── Data excerpts ──

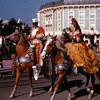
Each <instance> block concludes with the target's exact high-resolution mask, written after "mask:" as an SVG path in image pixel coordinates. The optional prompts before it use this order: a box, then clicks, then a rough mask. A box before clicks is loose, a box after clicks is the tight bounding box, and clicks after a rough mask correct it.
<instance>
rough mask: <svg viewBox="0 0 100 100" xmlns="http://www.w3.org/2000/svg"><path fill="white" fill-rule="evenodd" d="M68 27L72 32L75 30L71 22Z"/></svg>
mask: <svg viewBox="0 0 100 100" xmlns="http://www.w3.org/2000/svg"><path fill="white" fill-rule="evenodd" d="M70 29H71V31H72V32H73V31H74V30H75V27H74V25H73V24H71V26H70Z"/></svg>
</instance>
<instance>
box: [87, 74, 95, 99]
mask: <svg viewBox="0 0 100 100" xmlns="http://www.w3.org/2000/svg"><path fill="white" fill-rule="evenodd" d="M90 76H91V82H92V87H91V90H90V93H89V96H88V98H89V99H91V98H92V97H93V94H94V86H95V76H94V74H91V75H90Z"/></svg>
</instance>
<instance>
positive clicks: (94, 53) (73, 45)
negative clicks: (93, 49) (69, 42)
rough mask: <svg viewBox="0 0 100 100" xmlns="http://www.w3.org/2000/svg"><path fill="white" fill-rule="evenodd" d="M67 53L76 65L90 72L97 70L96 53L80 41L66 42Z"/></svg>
mask: <svg viewBox="0 0 100 100" xmlns="http://www.w3.org/2000/svg"><path fill="white" fill-rule="evenodd" d="M65 46H66V48H67V54H68V55H69V57H70V59H71V60H72V61H73V63H74V64H75V65H76V66H77V67H82V68H83V70H84V71H85V72H88V73H90V74H93V73H96V72H97V71H99V59H98V57H97V55H96V53H95V52H94V51H93V50H92V49H90V48H88V47H86V46H84V45H83V44H82V43H74V42H71V43H67V44H66V45H65Z"/></svg>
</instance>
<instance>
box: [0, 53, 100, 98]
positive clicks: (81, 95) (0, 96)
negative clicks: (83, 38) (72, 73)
mask: <svg viewBox="0 0 100 100" xmlns="http://www.w3.org/2000/svg"><path fill="white" fill-rule="evenodd" d="M99 56H100V55H99ZM99 58H100V57H99ZM8 66H9V65H8ZM14 81H15V78H14V77H13V76H11V75H4V76H3V77H1V78H0V100H50V96H51V95H50V94H49V93H48V89H49V87H50V80H47V79H45V78H44V77H43V75H40V77H39V79H38V80H37V81H35V80H34V79H33V87H34V96H33V97H32V98H29V89H30V86H29V83H28V78H27V76H26V74H23V75H22V77H21V79H20V82H19V85H18V88H17V92H16V97H15V98H13V99H9V96H10V93H11V91H12V89H13V85H14ZM68 81H69V83H70V86H71V90H72V92H73V96H72V98H73V99H72V100H88V99H87V97H88V94H87V92H86V90H85V88H84V85H85V84H84V83H85V77H84V76H83V75H81V74H78V75H77V76H73V77H72V76H68ZM67 93H68V92H67V90H66V89H65V88H64V87H61V88H60V89H59V91H58V93H57V95H56V97H55V100H65V99H66V98H67ZM91 100H100V81H98V79H97V78H96V85H95V94H94V97H93V98H92V99H91Z"/></svg>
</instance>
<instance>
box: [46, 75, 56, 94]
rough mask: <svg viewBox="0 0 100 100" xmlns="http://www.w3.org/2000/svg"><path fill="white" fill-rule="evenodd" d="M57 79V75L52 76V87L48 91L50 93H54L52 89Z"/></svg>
mask: <svg viewBox="0 0 100 100" xmlns="http://www.w3.org/2000/svg"><path fill="white" fill-rule="evenodd" d="M55 80H56V76H52V81H51V87H50V89H49V91H48V92H49V93H52V91H53V89H54V83H55Z"/></svg>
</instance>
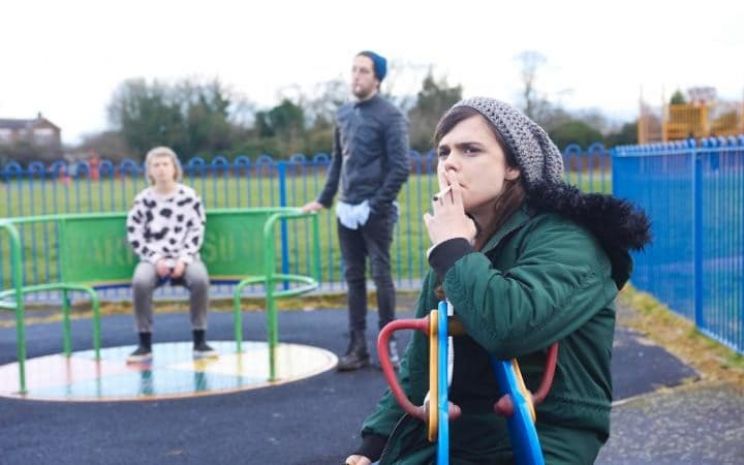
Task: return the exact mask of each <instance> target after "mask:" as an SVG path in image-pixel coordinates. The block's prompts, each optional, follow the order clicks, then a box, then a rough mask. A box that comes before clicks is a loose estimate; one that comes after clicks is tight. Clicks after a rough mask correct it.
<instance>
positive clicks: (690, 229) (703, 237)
mask: <svg viewBox="0 0 744 465" xmlns="http://www.w3.org/2000/svg"><path fill="white" fill-rule="evenodd" d="M329 162H330V157H329V155H328V154H317V155H315V156H313V157H306V156H305V155H302V154H296V155H293V156H292V157H290V158H289V159H288V160H286V161H276V160H274V159H272V158H271V157H268V156H265V155H264V156H259V157H257V158H256V159H255V160H252V159H250V158H248V157H245V156H239V157H237V158H235V159H234V160H232V161H230V160H228V159H227V158H225V157H220V156H217V157H215V158H214V159H212V160H211V161H210V162H205V161H204V160H203V159H201V158H198V157H195V158H192V159H190V160H189V161H188V162H186V164H185V165H184V175H185V178H184V182H185V183H186V184H188V185H191V186H193V187H194V188H195V189H196V190H197V191H198V192H199V193H200V194H201V196H202V198H203V200H204V203H205V205H206V207H207V208H214V207H264V206H277V205H280V206H299V205H302V204H304V203H305V202H307V201H309V200H312V199H314V198H315V196H316V195H317V194H318V193H319V192H320V190H321V189H322V186H323V183H324V180H325V173H326V170H327V168H328V164H329ZM564 163H565V166H566V180H567V181H568V182H569V183H571V184H575V185H577V186H579V187H580V188H581V189H582V190H584V191H594V192H614V193H615V194H616V195H618V196H620V197H624V198H628V199H630V200H632V201H634V202H636V203H637V204H638V205H640V206H641V207H643V208H644V209H645V210H646V211H647V213H648V214H649V216H650V218H651V220H652V224H653V234H654V242H653V244H652V245H651V246H650V247H648V249H647V250H646V251H645V252H643V253H639V254H636V256H635V260H636V269H635V272H634V275H633V282H634V284H635V285H636V286H637V287H638V288H640V289H644V290H647V291H649V292H651V293H652V294H654V295H655V296H656V297H657V298H658V299H660V300H661V301H663V302H665V303H667V304H668V305H669V307H670V308H672V309H673V310H674V311H676V312H679V313H680V314H682V315H684V316H685V317H687V318H689V319H690V320H693V321H695V323H696V324H697V325H698V327H700V329H701V330H702V331H704V332H706V333H707V334H709V335H711V336H713V337H714V338H716V339H718V340H720V341H721V342H723V343H724V344H726V345H728V346H730V347H732V348H734V349H735V350H737V351H739V352H744V220H743V217H744V136H740V137H739V138H728V139H722V138H720V139H708V140H703V141H702V142H699V143H695V142H694V141H688V142H678V143H670V144H656V145H647V146H630V147H619V148H616V149H613V150H612V151H608V150H606V149H605V148H604V147H603V146H602V145H601V144H593V145H591V146H590V147H588V148H587V149H586V150H583V149H582V148H581V147H578V146H576V145H572V146H569V147H567V148H566V149H565V150H564ZM410 167H411V176H410V178H409V181H408V182H407V183H406V184H405V185H404V186H403V189H402V191H401V193H400V196H399V202H400V205H401V217H400V221H399V222H398V225H397V228H396V232H395V239H394V242H393V250H392V257H391V258H392V260H393V269H394V270H393V272H394V276H395V277H396V281H397V285H398V286H399V287H409V288H417V287H418V286H419V283H420V279H421V277H422V276H423V274H424V273H425V270H426V268H427V266H426V263H425V259H426V257H425V254H424V253H422V251H425V250H426V248H427V247H428V246H429V244H428V237H427V235H426V233H425V231H424V230H423V229H422V225H421V217H422V215H423V213H424V212H425V211H426V210H428V209H429V199H430V198H431V195H432V194H433V193H434V192H435V191H436V190H437V182H436V178H435V176H434V172H435V169H436V159H435V158H434V156H433V153H428V154H424V155H421V154H418V153H415V152H412V153H411V163H410ZM143 173H144V170H143V166H142V164H141V163H140V162H136V161H133V160H123V161H121V162H119V163H112V162H110V161H108V160H104V161H102V162H101V163H100V164H99V165H98V166H93V165H89V164H88V163H87V162H85V161H77V162H73V163H68V162H63V161H57V162H54V163H51V164H48V165H47V164H43V163H40V162H32V163H29V164H28V165H27V166H25V167H23V166H21V165H20V164H17V163H8V164H6V165H4V166H3V167H2V168H1V169H0V217H7V216H31V215H43V214H54V213H72V212H106V211H125V210H127V209H128V208H129V207H130V203H131V201H132V199H133V198H134V196H135V194H136V193H137V192H139V191H140V190H141V189H143V188H144V187H145V186H146V185H147V181H146V180H145V178H144V176H143ZM323 215H325V216H324V217H323V218H321V221H322V224H323V228H322V230H323V235H322V238H321V250H322V253H323V257H322V262H323V267H322V281H323V282H324V284H323V288H324V289H326V290H328V289H330V290H333V289H339V290H340V289H342V288H343V287H344V284H343V278H342V277H343V274H342V270H343V264H342V261H341V257H340V253H339V251H338V247H337V242H336V237H335V219H334V217H333V214H332V213H330V212H325V213H323ZM21 234H22V236H23V246H24V280H25V282H26V284H37V283H43V282H49V281H50V280H54V279H56V273H57V270H58V269H59V267H58V263H57V254H56V231H55V230H54V229H53V228H52V227H48V226H47V227H26V228H24V229H23V230H22V231H21ZM302 234H306V233H301V234H299V233H298V232H297V231H287V229H286V226H284V227H283V229H282V267H283V268H284V269H285V270H288V271H289V272H292V273H305V274H307V270H303V269H300V268H297V267H299V266H306V265H303V264H306V263H308V262H309V261H308V260H303V259H302V257H298V254H302V253H304V252H302V250H304V249H303V247H301V244H300V243H301V242H303V241H306V240H307V238H305V237H303V235H302ZM5 240H6V239H5V238H3V237H0V283H4V282H5V281H6V280H7V278H8V277H9V275H10V270H9V263H8V262H9V261H8V260H3V257H4V256H7V244H5V243H4V241H5ZM111 292H115V291H111ZM104 297H106V295H104Z"/></svg>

───

List each line in the items that contains the word "negative".

Output of the task
negative clicks: (93, 49) (69, 42)
negative clicks: (83, 38) (72, 73)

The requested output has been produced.